§ **Seitenausschnitt**
........
Es gibt eine Kontinuität von sozialen Bewegungen, nicht nur von Afroamerikanern, sondern auch von armen Weißen in den Appalachen, die sich den Arsch aufreißen, um Gewerkschaften zu gründen und einen grundlegenden Lebenstandard zu sichern. Alle diese Kämpfe sind miteinander verknüpft und voneinander abhängig, besonders unter den Bedingungen der Globalisierung. Es sind menschliche Befreiungskämpfe, und sie gehen weiter. Es geht darum, ethnische und kulturelle Grenzen zu überschreiten und zu einem Verständnis von globalen Menschenrechten zu gelangen.

Die Black Panthers wurden zu einem Symbol für Widerstand. Sie übten eine große Anziehungskraft aus, boten eine Identifikationsfläche für Tausende. Andererseits war es etwa für das FBI auch einfach, sie zu Terroristen abzustempeln.

Wir brauchten 1966 einen Namen und wir wählten den „schwarzen Panther“. Innerhalb von sechs Monaten wurden wir vom kalifornischen Gouverneur Ronald Reagan als Gangster und Terroristen bezeichnet, das Unterwanderungsprogramm des FBI lief auf Hochtouren, und die Mainstream-Medien übernahmen deren Propaganda. Unser Antrieb sei Hass und unser Ziel, in weißen Gegenden Terror zu verbreiten, hieß es. Die Hälfte der Amerikaner schluckte das. Aber es gab auch viele Millionen, die die unabhängige, kritische Presse lasen und es besser wussten. Ohne unser Black-Power-Image hätten wir niemals so schnell so viele Leute angezogen. 1969 hatten wir unser Frühstücksprogramm für Schulkinder in schwarzen Communities über das ganze Land verbreitet; wir machten jeden Morgen Essen für 250.000 Kinder. Mit solchen Aktionen kämpften wir gegen die Stigmatisierung.

Es war auch eine sehr amerikanische und männliche Bildsprache: ein cooler, starker Typ mit einer Knarre. Gleichzeitig wollten Sie innerhalb der Bewegung das Machtgefälle zwischen den Geschlechtern aufheben. Wie sehen Sie diese Dinge im Rückblick?

Drei junge Männer, Newton, Eldridge Cleaver und ich, waren an der Spitze der Black Panthers. Und wenn wir nach ein paar Tagen im Knast zurück in unser Viertel in Oakland kamen, waren wir Helden – junge männliche Helden! Alle jungen Frauen wollten uns! Am Anfang waren wir zu drei Vierteln Männer. Aber als wir dann überall im Land unsere Zellen hatten, kippte das, und plötzlich waren wir zu zwei Dritteln Frauen. Dieses männliche Image könnte mit einer Vorstellung von historischer Schuld schwarzer Männer, niemals ihre Leute befreit zu haben, zu tun haben. Das haben wir natürlich nicht so gedacht. Ich wollte nie ein Supermann sein, sondern einfach ein guter Mensch.
........
§ **Ausgelesene Datensätze**

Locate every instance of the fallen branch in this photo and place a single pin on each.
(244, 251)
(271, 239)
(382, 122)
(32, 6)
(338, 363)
........
§ **Zu erledigen**
Für wie viele Kinder machten die Black Panthers laut dem Seitenausschnitt 1969 jeden Morgen Essen?

§ **Die Antwort**
Für 250.000 Kinder.